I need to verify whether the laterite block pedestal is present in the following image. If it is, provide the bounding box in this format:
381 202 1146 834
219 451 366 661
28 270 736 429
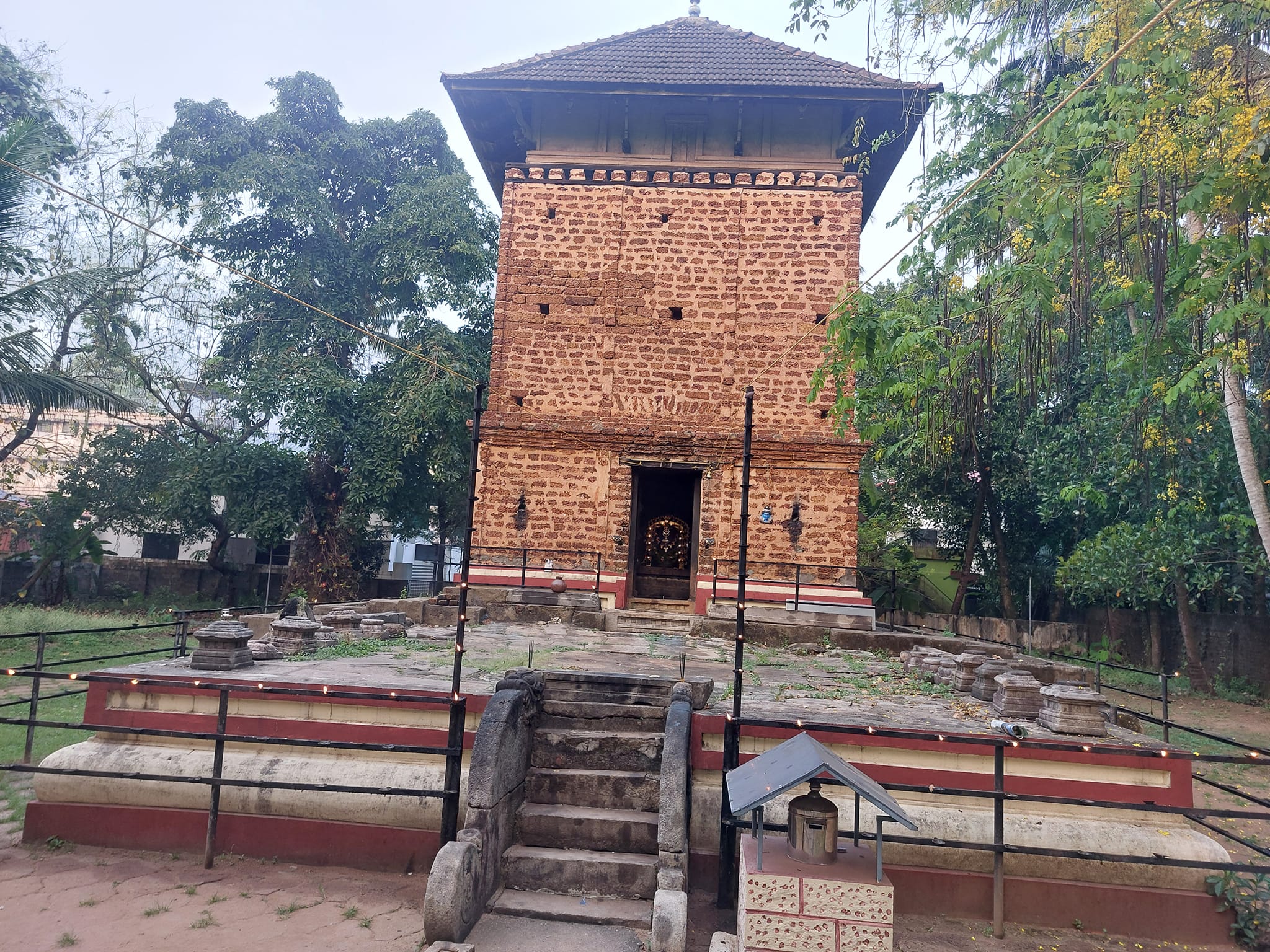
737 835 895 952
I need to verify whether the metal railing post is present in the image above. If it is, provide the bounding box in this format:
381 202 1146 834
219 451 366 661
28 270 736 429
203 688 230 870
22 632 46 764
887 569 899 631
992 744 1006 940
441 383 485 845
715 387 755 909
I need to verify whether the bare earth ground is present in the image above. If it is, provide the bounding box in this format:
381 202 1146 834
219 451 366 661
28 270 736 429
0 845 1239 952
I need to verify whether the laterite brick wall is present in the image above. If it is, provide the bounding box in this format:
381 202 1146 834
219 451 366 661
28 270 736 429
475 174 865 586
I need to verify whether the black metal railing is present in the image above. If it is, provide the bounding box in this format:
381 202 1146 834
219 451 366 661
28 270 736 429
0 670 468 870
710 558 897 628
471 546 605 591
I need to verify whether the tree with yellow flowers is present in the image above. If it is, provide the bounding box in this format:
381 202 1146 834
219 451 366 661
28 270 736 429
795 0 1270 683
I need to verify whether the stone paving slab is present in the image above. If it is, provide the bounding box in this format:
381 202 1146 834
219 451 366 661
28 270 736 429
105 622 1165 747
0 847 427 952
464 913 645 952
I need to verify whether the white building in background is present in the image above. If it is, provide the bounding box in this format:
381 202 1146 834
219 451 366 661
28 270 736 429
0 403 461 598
- - - - -
▸ **What the exercise asks**: Copy out the entries from the very first line through the line containing "737 835 895 952", including both ends, and leave out the pictures.

▸ **Solved problem**:
I need to verify whether the laterite block pedestal is present in the following image. If it is, provide the bounding box in this format:
381 202 1146 834
219 451 366 661
28 270 736 429
737 835 895 952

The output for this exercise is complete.